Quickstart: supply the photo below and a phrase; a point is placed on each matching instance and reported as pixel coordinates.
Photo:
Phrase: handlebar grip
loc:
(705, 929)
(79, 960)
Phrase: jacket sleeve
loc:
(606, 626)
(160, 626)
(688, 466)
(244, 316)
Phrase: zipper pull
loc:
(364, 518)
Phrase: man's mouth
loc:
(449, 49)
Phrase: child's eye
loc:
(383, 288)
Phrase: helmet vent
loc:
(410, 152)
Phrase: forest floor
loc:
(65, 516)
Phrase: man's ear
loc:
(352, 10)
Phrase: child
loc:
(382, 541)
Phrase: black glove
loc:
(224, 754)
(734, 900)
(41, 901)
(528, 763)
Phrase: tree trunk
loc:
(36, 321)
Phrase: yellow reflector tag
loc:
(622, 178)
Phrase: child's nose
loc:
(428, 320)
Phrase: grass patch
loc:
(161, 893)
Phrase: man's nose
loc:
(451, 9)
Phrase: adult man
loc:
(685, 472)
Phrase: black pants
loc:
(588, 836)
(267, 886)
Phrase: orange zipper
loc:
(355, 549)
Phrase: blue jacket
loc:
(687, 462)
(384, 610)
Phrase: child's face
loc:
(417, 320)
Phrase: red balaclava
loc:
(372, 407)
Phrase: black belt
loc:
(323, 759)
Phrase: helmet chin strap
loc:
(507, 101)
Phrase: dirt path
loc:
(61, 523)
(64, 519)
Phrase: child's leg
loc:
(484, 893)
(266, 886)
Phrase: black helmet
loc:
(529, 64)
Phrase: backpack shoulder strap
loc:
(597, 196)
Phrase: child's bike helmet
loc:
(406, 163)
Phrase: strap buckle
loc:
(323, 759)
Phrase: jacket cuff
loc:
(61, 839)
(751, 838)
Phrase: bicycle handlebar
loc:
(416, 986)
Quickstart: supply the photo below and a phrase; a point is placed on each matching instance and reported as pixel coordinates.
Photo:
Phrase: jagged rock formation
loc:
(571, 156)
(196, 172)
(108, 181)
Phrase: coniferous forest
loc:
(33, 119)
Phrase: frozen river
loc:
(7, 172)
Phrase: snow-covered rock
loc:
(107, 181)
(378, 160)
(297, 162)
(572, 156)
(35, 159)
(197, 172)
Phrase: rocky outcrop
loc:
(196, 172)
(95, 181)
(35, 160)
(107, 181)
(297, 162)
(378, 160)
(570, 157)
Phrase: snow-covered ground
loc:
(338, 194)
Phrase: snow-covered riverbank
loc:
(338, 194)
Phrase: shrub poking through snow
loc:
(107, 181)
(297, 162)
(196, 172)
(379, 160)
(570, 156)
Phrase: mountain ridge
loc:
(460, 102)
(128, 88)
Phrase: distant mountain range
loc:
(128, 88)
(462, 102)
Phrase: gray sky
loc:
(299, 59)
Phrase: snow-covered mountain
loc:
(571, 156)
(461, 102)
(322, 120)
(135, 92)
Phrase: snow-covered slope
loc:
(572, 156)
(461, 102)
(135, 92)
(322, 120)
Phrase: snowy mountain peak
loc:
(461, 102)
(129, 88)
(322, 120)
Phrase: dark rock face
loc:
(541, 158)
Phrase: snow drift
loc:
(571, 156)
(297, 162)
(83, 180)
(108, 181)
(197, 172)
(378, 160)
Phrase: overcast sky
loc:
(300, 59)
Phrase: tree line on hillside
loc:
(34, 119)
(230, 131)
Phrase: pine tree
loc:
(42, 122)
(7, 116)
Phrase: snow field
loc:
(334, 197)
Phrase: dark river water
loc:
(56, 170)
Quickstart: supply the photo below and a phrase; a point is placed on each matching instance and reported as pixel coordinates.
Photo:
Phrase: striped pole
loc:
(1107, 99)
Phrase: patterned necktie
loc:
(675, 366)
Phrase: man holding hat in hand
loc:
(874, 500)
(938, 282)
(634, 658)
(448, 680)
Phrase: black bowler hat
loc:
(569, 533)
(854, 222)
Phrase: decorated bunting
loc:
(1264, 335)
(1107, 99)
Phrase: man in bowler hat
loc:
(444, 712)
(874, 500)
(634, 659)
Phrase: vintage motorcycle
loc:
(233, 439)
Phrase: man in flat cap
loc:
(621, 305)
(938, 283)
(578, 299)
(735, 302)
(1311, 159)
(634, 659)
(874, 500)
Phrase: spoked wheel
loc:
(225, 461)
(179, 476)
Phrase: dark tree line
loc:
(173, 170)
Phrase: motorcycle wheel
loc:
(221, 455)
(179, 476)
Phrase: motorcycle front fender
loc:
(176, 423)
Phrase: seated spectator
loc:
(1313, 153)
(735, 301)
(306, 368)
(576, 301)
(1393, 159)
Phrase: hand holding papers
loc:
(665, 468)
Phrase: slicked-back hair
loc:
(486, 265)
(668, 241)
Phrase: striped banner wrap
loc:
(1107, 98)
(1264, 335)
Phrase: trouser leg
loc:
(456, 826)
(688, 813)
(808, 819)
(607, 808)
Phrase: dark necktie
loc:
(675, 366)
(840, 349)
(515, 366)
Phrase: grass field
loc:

▬▬▬▬▬▬

WRITTEN TASK:
Can you copy, unchanged, the lines above from the one containing "Phrase: motorcycle front fender" up to and including the very last line?

RESULT BELOW:
Phrase: motorcycle front fender
loc:
(176, 423)
Phrase: seated spectator
loc:
(1313, 153)
(735, 301)
(306, 368)
(576, 301)
(1393, 159)
Phrase: hand holding papers
loc:
(665, 468)
Phrase: slicked-back hair
loc:
(486, 265)
(668, 241)
Phrase: striped banner wrap
loc:
(1107, 98)
(1264, 335)
Phrase: trouser leg
loc:
(456, 826)
(688, 813)
(808, 819)
(607, 808)
Phrase: dark necktie
loc:
(675, 366)
(840, 349)
(515, 366)
Phrase: grass field
loc:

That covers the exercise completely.